▶ _WRITTEN EXERCISE A_:
Repeat the whole text on value types and operators, word for word and without any change.

▶ _SUPPLIED TEXT_:
Value Types and Operators

In compliance with Recombee Recommender API, there are 6 value types which correspond to possible domains of item/user properties:

  • int – signed integer (currently 64bit),
  • double – double-precision floating-point number (IEEE 754 compliant),
  • timestamp – UTC timestamp, similar to double,
  • string – sequence of Unicode characters,
  • boolean – binary data type of two possible values: true or false,
  • set – unordered collection of values.

Except for set, all of the types include special value of null, which, again, corresponds to the fact that null is an allowed and also default value for the property values in the API.

Numbers

Notation

Expression Equivalent Comment
0123.000 123.0 Leading and trailing zeros are ignored.
1.23e+3 1230.0 Exponential notation may be used.
1e9 1000000000 Using simple exponential notation for huge numbers.
123E-2 1.23 Negative exponents may also be used. Case of the e character does not matter.

Operations

Expression Result Comment
1 + 2 3 Addition.
1 + 2 + 3 + 4 10 Chain of additions.
1 - 2 -1 Subtraction.
1 - 2 - 3 - 4 -9 Chain of subtractions.
-(1 + 2) -3 Unary minus.
2 * 3 6 Multiplication.
1 + 2 * 3 - 4 3 Standard operator precedence.
(1 + 2) * (3 - (4 + 5)) -18 Bracketing.
10 / 5 2.0 Division.
1 / 2 0.5 Division always results in double, event if the operands are integers!
5 / 0 NaN If the divisor is 0, the result is NaN.
9 % 4 1 Modulo division.

▶ _RECORDS SUPPLIED_:
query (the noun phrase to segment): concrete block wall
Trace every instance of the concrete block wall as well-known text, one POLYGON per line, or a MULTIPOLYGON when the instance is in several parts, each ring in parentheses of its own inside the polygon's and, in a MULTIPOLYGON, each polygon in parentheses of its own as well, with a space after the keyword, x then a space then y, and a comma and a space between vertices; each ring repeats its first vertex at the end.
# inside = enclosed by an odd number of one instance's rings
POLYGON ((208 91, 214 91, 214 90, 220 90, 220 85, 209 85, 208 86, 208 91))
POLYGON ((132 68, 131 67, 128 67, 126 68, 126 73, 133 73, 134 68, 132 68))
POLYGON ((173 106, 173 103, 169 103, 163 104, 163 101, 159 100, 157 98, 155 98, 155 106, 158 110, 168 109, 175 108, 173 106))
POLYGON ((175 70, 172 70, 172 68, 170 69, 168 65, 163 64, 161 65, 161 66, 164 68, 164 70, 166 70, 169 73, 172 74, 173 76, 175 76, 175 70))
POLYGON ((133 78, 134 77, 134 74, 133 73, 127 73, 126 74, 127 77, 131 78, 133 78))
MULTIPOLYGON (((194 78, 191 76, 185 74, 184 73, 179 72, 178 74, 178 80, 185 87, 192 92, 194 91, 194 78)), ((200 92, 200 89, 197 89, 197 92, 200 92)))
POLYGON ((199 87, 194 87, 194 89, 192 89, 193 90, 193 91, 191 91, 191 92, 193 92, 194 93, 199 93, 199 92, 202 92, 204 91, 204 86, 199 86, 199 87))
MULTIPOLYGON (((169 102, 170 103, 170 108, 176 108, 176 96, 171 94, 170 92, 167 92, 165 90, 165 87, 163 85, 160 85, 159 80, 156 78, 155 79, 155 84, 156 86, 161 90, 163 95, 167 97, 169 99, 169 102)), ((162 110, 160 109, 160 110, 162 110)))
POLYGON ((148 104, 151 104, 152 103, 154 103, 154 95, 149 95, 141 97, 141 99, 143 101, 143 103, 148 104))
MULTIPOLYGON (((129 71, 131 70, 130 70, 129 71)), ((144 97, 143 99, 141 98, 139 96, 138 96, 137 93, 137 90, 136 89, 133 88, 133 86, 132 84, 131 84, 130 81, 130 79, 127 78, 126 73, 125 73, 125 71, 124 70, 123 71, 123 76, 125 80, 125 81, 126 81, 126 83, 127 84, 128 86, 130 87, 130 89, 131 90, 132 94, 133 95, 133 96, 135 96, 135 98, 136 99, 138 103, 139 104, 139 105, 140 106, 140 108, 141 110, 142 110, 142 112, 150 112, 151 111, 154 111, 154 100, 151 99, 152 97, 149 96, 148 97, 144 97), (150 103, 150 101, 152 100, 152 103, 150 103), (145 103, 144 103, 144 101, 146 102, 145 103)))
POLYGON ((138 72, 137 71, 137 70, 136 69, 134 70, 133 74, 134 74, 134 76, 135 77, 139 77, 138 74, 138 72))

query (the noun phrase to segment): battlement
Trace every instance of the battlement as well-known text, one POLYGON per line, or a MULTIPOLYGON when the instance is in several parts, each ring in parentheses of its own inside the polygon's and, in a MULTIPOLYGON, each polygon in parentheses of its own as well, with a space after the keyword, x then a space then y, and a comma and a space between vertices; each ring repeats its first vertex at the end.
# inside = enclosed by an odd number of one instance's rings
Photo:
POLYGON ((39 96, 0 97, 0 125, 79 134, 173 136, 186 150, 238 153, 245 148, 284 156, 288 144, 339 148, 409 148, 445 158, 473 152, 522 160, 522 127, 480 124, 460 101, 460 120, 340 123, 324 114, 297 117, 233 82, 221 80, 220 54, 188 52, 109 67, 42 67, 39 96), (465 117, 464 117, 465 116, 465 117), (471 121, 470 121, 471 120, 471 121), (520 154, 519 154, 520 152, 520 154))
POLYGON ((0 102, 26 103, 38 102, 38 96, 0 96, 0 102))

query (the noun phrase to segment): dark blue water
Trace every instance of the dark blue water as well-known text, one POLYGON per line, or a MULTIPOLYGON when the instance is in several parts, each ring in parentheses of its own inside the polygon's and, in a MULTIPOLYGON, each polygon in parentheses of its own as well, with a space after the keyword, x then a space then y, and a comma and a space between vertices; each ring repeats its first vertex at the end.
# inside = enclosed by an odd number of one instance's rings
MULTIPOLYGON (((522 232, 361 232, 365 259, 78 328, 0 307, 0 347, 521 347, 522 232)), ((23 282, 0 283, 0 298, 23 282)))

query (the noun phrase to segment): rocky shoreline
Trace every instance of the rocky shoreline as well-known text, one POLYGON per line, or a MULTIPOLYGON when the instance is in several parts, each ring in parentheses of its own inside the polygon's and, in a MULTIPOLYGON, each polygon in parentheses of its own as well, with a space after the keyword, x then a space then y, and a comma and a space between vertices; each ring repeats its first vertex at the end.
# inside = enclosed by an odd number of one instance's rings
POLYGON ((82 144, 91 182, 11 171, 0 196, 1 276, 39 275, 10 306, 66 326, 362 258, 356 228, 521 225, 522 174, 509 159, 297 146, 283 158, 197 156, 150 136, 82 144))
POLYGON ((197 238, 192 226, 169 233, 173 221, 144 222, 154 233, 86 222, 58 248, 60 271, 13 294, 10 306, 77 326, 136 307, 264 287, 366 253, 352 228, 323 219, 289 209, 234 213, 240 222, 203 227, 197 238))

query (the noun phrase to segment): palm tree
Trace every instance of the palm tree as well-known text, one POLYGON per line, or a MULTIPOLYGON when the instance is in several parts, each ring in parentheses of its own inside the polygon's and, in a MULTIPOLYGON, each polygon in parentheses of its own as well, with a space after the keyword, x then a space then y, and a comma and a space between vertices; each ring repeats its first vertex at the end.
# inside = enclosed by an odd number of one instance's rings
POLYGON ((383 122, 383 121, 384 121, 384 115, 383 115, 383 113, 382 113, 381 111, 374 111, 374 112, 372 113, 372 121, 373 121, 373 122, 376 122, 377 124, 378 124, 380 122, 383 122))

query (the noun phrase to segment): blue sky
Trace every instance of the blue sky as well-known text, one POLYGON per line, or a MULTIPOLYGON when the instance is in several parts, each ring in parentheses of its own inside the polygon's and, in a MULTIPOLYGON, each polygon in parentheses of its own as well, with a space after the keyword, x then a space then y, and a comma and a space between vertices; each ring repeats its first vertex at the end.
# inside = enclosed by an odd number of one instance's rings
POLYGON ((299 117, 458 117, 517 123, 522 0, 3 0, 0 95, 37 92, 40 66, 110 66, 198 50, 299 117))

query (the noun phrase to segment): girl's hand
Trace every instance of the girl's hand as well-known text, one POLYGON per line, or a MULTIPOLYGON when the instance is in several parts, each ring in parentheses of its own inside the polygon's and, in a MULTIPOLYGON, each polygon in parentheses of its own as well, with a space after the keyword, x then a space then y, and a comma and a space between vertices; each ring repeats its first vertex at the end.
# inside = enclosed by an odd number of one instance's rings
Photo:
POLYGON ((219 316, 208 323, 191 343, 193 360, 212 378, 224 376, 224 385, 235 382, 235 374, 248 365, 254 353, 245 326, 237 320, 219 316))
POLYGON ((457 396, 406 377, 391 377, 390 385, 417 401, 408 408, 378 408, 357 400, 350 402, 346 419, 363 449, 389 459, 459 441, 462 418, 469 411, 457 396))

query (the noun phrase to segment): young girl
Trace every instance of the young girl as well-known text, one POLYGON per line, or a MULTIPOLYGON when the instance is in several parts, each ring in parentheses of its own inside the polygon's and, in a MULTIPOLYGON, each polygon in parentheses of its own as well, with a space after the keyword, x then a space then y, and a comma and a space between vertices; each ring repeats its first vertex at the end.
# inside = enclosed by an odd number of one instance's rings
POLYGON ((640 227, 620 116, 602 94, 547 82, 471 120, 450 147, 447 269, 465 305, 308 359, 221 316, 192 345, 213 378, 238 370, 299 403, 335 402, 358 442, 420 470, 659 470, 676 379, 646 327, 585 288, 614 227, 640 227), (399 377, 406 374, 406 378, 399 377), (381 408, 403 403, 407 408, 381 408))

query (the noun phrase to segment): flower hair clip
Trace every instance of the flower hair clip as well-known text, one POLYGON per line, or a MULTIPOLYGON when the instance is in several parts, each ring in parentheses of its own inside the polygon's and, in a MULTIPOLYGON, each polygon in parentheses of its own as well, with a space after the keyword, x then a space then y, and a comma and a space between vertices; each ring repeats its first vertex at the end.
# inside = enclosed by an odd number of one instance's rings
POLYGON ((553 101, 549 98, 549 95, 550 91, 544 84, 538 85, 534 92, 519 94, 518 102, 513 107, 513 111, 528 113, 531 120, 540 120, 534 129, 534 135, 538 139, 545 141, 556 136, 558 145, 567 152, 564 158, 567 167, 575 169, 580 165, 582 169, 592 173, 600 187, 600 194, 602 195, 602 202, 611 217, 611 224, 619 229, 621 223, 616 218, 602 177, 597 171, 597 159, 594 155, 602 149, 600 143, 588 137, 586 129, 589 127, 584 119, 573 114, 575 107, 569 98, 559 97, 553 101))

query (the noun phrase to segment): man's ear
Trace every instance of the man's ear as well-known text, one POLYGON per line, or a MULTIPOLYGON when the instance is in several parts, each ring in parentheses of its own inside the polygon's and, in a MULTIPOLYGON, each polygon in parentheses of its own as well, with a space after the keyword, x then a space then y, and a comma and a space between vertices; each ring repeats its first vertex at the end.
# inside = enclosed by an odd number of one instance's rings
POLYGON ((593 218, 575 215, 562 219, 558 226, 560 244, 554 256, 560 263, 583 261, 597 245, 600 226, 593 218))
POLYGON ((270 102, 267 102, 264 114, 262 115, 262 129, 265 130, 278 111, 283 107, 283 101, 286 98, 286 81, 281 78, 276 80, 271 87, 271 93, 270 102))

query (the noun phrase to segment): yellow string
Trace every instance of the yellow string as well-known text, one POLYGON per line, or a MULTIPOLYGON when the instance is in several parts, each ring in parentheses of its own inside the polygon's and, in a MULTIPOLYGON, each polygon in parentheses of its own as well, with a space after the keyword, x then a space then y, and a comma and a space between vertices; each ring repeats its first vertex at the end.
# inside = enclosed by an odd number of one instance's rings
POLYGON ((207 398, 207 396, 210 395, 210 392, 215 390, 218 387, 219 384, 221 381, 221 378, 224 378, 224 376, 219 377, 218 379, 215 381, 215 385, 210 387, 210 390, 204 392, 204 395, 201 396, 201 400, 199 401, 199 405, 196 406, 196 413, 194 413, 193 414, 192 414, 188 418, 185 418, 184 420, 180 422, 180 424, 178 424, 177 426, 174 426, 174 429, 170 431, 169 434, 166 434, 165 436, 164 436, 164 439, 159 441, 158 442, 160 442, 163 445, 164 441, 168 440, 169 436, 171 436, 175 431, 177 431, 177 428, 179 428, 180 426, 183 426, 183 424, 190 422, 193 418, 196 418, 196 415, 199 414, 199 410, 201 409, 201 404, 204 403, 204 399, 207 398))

▶ _WRITTEN EXERCISE B_:
Copy lines from the records word for word: begin at the line that has "query (the noun phrase to segment): girl's" and stop after the line that has "Trace every instance of the girl's".

▶ _COMPLETE OUTPUT A_:
Value Types and Operators

In compliance with Recombee Recommender API, there are 6 value types which correspond to possible domains of item/user properties:

  • int – signed integer (currently 64bit),
  • double – double-precision floating-point number (IEEE 754 compliant),
  • timestamp – UTC timestamp, similar to double,
  • string – sequence of Unicode characters,
  • boolean – binary data type of two possible values: true or false,
  • set – unordered collection of values.

Except for set, all of the types include special value of null, which, again, corresponds to the fact that null is an allowed and also default value for the property values in the API.

Numbers

Notation

Expression Equivalent Comment
0123.000 123.0 Leading and trailing zeros are ignored.
1.23e+3 1230.0 Exponential notation may be used.
1e9 1000000000 Using simple exponential notation for huge numbers.
123E-2 1.23 Negative exponents may also be used. Case of the e character does not matter.

Operations

Expression Result Comment
1 + 2 3 Addition.
1 + 2 + 3 + 4 10 Chain of additions.
1 - 2 -1 Subtraction.
1 - 2 - 3 - 4 -9 Chain of subtractions.
-(1 + 2) -3 Unary minus.
2 * 3 6 Multiplication.
1 + 2 * 3 - 4 3 Standard operator precedence.
(1 + 2) * (3 - (4 + 5)) -18 Bracketing.
10 / 5 2.0 Division.
1 / 2 0.5 Division always results in double, event if the operands are integers!
5 / 0 NaN If the divisor is 0, the result is NaN.
9 % 4 1 Modulo division.

▶ _COMPLETE OUTPUT B_:
query (the noun phrase to segment): girl's hand
Trace every instance of the girl's hand as well-known text, one POLYGON per line, or a MULTIPOLYGON when the instance is in several parts, each ring in parentheses of its own inside the polygon's and, in a MULTIPOLYGON, each polygon in parentheses of its own as well, with a space after the keyword, x then a space then y, and a comma and a space between vertices; each ring repeats its first vertex at the end.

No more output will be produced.